Aim of the task: Copy out only the material from the line with "Task: in the photo above, where can the woman's bare" to the line with "x=135, y=197", both included. Keep the request unchanged and offset every coordinate in the answers by adding 40 to it.
══ Material for this task
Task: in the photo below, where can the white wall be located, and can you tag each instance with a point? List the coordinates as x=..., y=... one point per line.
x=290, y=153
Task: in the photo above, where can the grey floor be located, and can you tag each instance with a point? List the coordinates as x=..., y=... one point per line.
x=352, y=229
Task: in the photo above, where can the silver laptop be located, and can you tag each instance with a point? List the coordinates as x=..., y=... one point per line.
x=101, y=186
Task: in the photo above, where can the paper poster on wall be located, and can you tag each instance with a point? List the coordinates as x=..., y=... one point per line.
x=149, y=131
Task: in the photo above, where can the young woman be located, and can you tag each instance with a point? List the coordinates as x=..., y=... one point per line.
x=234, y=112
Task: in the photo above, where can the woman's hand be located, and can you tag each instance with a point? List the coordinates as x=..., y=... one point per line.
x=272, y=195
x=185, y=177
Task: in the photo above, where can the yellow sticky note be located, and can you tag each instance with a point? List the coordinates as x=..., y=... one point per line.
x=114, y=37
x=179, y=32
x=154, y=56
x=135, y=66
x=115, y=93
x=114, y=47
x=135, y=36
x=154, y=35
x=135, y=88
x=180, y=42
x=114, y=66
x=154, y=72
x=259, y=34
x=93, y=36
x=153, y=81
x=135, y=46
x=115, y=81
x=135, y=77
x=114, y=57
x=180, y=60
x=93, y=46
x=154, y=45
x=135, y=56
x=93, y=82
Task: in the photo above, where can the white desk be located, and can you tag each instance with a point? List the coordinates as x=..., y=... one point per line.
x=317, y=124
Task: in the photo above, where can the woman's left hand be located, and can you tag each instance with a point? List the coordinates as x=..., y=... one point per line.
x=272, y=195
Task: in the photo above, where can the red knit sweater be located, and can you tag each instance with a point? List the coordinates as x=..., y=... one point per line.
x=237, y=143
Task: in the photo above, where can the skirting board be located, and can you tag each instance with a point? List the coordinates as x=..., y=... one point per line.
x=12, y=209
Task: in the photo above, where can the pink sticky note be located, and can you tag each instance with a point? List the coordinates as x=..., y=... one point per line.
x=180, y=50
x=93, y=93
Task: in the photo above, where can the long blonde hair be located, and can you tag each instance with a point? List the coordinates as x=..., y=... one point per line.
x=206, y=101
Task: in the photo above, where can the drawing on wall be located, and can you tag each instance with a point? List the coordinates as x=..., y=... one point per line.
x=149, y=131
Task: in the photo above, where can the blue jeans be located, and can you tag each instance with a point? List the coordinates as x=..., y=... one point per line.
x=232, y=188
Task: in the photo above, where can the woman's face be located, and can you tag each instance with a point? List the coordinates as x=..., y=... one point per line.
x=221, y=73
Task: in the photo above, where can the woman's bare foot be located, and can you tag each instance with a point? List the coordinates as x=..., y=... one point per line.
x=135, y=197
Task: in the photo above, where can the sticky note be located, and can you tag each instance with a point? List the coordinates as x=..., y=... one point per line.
════
Solution to this task:
Task: in the photo above, where can the woman's bare foot be located, and can you tag each instance with a point? List the coordinates as x=..., y=... one point per line.
x=175, y=237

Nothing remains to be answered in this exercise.